■ Task description
Please reproduce, unchanged, the stretch of the material below from the line containing "the shoreline, one" through the line containing "442], [962, 512]]", including both of those lines and nothing more.

— START Records for the task —

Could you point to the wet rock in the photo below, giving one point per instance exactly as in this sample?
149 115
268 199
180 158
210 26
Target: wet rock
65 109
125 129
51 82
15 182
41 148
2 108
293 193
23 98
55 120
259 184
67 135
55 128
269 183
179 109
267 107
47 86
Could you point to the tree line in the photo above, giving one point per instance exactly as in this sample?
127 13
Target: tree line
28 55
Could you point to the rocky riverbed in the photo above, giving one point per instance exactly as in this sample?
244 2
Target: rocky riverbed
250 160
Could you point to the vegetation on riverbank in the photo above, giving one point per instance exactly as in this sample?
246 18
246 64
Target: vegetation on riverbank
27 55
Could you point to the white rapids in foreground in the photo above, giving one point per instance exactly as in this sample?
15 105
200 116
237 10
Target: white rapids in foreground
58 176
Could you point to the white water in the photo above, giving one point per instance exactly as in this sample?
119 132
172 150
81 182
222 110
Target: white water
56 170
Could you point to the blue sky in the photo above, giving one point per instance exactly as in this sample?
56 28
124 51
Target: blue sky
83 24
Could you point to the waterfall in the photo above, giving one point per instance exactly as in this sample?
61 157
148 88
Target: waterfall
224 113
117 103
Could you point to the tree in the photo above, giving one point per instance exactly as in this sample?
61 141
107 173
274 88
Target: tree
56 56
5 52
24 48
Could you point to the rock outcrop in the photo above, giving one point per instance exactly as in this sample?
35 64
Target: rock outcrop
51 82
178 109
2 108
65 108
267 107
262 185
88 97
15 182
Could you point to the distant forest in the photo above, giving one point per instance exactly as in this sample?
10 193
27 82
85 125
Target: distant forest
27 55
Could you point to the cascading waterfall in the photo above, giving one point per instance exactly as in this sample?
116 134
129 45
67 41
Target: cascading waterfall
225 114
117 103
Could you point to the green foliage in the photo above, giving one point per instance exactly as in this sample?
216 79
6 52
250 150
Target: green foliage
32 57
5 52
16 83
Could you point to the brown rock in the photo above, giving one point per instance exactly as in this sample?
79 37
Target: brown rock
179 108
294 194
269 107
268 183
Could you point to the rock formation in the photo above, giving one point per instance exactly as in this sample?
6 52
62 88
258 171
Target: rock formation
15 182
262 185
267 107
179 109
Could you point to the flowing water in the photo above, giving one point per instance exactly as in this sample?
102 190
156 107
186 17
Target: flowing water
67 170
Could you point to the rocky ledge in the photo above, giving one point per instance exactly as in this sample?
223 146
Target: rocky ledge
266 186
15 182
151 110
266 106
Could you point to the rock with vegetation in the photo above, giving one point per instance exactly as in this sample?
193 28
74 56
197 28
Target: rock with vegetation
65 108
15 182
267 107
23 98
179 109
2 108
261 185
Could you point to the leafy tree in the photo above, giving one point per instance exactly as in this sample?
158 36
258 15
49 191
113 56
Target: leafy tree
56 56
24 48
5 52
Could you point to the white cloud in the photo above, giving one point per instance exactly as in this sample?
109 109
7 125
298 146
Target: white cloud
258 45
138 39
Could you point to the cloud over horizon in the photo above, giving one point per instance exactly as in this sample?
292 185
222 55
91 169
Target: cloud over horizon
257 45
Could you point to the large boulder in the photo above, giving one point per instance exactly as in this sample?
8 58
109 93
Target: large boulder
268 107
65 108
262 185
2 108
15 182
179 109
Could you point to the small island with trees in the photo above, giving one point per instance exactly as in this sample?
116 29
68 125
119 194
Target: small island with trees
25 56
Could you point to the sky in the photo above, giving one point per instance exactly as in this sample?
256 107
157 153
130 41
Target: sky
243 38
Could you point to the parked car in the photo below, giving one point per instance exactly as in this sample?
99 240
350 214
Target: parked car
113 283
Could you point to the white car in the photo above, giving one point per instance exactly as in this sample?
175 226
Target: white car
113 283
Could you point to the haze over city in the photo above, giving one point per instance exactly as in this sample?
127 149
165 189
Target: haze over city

— END Records for the task —
— START Records for the task —

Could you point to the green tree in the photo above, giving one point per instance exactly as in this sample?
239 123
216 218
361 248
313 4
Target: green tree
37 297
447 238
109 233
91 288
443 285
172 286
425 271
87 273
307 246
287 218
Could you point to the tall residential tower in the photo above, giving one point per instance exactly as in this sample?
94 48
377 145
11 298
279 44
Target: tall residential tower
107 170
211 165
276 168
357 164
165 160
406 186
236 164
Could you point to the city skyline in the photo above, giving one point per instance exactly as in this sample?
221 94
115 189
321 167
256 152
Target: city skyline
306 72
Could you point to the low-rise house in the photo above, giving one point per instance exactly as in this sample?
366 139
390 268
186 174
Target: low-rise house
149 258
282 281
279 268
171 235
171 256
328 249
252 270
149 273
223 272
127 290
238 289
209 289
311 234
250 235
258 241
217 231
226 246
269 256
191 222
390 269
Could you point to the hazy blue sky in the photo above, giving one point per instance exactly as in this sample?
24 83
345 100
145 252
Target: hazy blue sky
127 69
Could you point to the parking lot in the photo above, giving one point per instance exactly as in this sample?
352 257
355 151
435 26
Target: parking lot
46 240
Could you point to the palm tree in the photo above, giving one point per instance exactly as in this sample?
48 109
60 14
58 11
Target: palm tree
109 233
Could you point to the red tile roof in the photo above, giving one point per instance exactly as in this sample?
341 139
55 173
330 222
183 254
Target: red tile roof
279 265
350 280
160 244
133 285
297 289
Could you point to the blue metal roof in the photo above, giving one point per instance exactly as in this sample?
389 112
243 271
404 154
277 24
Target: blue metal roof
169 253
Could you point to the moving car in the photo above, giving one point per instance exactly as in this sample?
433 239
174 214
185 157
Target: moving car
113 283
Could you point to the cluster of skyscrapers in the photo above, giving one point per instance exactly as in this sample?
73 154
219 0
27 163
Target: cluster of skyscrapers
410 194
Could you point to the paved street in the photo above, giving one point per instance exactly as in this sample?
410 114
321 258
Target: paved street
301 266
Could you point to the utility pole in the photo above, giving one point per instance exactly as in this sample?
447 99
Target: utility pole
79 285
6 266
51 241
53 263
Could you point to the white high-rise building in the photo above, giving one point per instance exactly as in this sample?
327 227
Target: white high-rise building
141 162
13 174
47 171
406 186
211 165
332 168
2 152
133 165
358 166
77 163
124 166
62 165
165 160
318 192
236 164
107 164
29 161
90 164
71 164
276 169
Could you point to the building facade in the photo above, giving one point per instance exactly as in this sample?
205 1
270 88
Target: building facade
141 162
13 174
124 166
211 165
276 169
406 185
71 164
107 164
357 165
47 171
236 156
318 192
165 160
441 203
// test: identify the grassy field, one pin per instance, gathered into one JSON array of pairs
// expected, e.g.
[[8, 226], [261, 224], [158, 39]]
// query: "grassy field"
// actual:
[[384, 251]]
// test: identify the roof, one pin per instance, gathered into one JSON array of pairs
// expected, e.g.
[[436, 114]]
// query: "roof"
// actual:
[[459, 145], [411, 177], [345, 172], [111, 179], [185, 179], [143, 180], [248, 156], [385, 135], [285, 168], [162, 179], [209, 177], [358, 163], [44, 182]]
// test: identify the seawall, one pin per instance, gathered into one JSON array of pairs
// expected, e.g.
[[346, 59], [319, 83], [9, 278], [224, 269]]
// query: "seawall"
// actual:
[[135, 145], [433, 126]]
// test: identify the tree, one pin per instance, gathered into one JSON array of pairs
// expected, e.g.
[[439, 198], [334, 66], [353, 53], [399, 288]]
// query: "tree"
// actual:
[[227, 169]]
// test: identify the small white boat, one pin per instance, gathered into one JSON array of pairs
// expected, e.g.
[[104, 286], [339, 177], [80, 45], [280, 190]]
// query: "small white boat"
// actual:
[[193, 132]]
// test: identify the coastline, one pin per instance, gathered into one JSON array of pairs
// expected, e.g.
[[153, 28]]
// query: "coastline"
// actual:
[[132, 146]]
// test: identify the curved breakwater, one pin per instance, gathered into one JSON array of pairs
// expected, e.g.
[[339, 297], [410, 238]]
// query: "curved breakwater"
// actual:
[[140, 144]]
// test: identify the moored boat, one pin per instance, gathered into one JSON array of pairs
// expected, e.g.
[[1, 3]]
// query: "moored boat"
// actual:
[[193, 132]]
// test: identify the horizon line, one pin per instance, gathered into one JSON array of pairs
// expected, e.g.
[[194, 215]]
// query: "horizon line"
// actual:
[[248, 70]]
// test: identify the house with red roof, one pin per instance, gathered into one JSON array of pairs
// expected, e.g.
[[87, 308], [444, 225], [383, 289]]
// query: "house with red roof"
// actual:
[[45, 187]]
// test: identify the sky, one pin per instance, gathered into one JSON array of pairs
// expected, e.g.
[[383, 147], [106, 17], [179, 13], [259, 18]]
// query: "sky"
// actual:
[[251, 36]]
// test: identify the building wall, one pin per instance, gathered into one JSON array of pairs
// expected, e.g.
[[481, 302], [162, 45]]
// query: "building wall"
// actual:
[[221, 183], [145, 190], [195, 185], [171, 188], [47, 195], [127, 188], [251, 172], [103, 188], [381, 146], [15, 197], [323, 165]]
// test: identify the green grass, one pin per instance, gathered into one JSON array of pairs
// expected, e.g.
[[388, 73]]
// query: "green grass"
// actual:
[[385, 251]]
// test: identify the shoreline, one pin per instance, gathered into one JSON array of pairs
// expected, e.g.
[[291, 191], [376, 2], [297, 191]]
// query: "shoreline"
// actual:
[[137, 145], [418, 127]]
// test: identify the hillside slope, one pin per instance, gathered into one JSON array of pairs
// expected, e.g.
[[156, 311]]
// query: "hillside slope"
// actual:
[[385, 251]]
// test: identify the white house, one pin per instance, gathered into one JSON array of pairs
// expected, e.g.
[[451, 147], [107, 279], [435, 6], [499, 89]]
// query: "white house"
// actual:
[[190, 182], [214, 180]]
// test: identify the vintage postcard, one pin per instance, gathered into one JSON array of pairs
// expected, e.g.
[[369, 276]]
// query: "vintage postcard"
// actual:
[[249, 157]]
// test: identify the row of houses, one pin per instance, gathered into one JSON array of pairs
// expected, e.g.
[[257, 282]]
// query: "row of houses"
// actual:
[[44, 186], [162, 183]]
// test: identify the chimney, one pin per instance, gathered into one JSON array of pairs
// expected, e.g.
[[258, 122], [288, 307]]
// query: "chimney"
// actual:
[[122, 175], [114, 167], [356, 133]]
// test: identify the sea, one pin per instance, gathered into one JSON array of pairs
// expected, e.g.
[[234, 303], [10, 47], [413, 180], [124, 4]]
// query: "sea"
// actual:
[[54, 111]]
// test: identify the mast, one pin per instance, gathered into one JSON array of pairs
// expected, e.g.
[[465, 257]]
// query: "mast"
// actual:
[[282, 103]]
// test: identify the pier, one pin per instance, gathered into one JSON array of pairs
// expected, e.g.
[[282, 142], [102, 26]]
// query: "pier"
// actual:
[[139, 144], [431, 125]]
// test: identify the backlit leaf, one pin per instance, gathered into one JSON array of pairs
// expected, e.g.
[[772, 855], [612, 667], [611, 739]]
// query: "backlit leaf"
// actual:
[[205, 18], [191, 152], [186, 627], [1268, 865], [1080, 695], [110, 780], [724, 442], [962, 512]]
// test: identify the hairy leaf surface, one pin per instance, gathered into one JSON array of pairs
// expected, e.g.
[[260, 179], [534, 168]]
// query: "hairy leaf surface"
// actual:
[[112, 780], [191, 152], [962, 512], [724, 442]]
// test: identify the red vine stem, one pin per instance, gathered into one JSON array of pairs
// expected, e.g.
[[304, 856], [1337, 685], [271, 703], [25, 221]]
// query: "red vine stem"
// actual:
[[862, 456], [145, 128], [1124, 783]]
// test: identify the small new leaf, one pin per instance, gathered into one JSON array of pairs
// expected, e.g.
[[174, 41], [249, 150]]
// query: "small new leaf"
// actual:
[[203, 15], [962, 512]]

— END Records for the task —
— START Records for the task —

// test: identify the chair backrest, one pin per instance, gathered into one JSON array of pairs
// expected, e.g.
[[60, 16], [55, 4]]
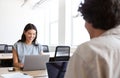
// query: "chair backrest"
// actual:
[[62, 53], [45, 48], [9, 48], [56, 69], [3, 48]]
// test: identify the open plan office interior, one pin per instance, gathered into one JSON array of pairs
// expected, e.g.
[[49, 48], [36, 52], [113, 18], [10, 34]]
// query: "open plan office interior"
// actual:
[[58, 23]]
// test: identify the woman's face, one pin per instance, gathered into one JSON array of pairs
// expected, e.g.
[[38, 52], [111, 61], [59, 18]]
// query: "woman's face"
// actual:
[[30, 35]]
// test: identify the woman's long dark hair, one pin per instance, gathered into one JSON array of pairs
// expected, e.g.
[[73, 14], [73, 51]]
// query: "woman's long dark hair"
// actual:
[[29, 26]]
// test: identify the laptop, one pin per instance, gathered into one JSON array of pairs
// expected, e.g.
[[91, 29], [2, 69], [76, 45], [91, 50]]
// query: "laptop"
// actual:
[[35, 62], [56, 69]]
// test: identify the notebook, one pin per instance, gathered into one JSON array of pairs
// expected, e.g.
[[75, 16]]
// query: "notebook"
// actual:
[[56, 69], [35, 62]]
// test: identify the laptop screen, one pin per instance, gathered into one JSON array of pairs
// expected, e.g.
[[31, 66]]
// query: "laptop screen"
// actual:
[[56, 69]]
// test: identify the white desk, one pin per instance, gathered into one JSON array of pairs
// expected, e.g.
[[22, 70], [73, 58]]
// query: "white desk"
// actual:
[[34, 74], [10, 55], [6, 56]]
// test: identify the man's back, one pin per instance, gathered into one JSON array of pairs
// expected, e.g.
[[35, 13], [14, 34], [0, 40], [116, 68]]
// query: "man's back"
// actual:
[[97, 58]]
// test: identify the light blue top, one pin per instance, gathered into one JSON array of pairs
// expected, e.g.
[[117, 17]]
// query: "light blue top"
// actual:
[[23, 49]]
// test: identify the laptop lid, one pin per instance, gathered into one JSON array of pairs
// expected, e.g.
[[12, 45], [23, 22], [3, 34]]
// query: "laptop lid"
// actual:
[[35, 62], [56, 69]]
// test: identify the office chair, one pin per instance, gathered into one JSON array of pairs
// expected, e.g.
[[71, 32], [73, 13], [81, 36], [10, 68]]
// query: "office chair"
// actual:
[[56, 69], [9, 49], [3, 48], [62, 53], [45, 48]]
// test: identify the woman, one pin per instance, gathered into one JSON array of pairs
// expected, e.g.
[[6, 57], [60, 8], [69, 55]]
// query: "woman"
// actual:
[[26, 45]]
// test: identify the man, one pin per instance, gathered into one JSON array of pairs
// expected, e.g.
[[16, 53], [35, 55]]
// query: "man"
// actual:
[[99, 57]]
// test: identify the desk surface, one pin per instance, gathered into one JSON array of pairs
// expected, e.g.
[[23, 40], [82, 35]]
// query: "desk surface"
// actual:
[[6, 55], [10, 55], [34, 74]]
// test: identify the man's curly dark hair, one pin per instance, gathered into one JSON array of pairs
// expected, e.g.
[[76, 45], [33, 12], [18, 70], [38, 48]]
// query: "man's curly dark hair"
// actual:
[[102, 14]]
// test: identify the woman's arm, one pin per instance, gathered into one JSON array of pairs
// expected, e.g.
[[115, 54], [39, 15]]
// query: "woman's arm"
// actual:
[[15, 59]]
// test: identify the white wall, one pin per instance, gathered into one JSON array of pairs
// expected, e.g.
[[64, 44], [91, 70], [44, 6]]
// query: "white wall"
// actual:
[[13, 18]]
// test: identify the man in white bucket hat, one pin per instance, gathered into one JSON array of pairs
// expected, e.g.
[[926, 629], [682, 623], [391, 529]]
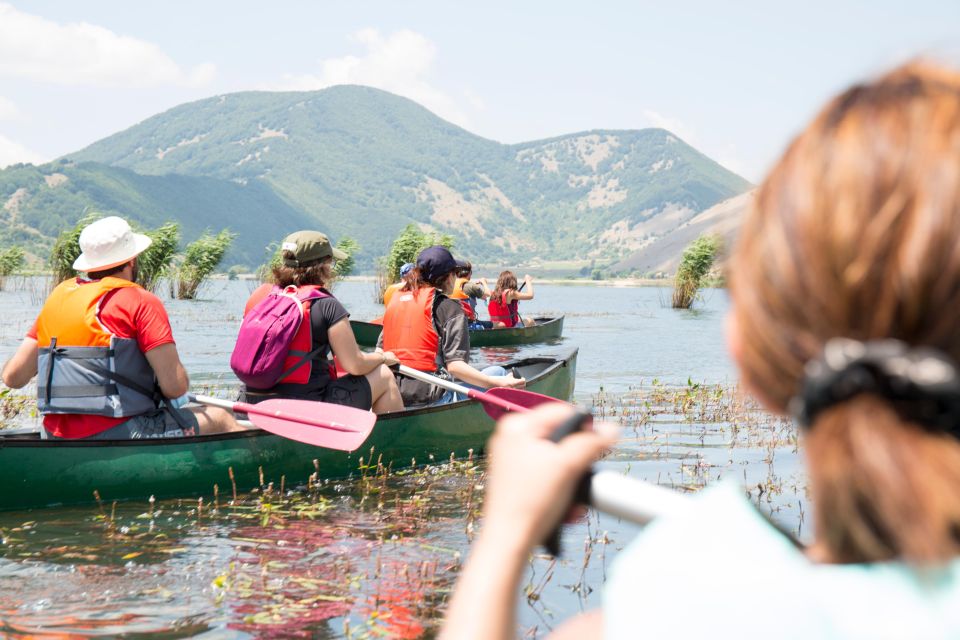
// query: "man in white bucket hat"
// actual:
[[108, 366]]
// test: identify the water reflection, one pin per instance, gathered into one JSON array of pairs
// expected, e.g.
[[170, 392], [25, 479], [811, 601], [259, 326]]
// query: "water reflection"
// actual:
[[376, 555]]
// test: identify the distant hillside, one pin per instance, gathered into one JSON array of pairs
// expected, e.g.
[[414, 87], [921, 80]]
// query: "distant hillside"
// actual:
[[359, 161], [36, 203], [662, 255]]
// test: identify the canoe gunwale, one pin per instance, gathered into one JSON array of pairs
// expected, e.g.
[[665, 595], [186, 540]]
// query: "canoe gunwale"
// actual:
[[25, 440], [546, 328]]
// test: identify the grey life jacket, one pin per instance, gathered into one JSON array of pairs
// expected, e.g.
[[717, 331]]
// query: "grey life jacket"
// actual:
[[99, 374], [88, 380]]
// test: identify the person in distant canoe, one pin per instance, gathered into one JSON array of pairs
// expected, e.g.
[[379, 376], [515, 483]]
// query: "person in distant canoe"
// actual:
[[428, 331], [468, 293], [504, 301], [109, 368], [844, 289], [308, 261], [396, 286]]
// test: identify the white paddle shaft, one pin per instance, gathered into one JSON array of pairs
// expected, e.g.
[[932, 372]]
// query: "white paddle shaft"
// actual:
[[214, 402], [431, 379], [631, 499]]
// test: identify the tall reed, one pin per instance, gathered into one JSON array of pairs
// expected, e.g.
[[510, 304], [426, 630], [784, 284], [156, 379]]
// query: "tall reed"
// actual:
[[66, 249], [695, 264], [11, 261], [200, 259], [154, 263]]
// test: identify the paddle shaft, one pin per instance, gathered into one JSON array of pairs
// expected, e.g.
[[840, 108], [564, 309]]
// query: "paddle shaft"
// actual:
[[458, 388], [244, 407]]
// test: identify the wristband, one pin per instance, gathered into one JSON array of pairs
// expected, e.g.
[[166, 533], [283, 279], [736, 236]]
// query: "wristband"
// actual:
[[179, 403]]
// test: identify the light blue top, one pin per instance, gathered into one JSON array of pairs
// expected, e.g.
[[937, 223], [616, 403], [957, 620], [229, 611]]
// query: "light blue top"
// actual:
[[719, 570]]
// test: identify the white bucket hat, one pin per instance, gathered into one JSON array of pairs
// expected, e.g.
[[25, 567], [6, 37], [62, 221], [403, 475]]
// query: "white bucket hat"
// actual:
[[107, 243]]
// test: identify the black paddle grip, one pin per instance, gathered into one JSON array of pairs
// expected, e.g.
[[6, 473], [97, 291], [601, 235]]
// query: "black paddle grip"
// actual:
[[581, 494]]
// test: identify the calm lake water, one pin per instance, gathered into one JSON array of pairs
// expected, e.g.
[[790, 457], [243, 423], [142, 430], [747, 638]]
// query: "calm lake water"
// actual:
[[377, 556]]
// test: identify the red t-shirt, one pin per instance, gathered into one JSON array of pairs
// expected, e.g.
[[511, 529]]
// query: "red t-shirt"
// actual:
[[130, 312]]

— END Records for the task —

■ Solution to the problem
// test: identify the shoreline, one pin per instance, gathered into one JSON array of pairs
// expected, e.g.
[[291, 191], [376, 2], [297, 191]]
// query: "shoreline"
// actual:
[[137, 145], [418, 127]]
// test: identify the hillside slope, one pin per instance, gathered into one JSON array of pairs
// expected, e.g.
[[156, 311]]
// query: "hillside slope"
// actual:
[[385, 251]]
// test: identify the white house, one pin per instance, gathered into one JSON array of pairs
// expected, e.g.
[[451, 147], [107, 279], [435, 6], [499, 89]]
// query: "white house"
// actual:
[[190, 182], [214, 180]]
// test: identify the vintage postcard, one pin per instance, gathered into one JSON array of pairs
// expected, e.g.
[[369, 276]]
// query: "vintage postcard"
// actual:
[[249, 157]]
// test: identify the row of houses, one pin per instance, gathered into one JSON array of pairs
// expected, e.g.
[[257, 282]]
// query: "row of houses"
// actual:
[[44, 186], [162, 183]]
// test: identify the chimney, one pin per instance, gathered into one JSON array of pairs
// expected, e.g.
[[258, 122], [288, 307]]
// query: "chimney"
// actual:
[[122, 175], [114, 167], [356, 133]]
// test: identify the sea, one pin per instance, gathered into one JSON array of pairs
// expected, e.g.
[[234, 303], [10, 47], [413, 180], [124, 4]]
// query: "sea"
// actual:
[[54, 111]]
// test: identify the mast, one pin per instance, gathered into one JSON array of pairs
// expected, e.g.
[[465, 257]]
// query: "mast"
// actual:
[[282, 103]]
// test: identify the pier, one pin per instance, gathered into one JSON array of pairs
// expected, e.g.
[[282, 142], [102, 26]]
// query: "pier"
// actual:
[[139, 144], [431, 125]]
// test: identify the backlit leaf, one pin per instance, gathered into one JSON array of pairs
// expected, e.g.
[[772, 855], [612, 667], [611, 739]]
// query: "backlit leaf"
// actual:
[[205, 18], [191, 152], [186, 627], [1268, 865], [1080, 695], [110, 780], [724, 442], [962, 512]]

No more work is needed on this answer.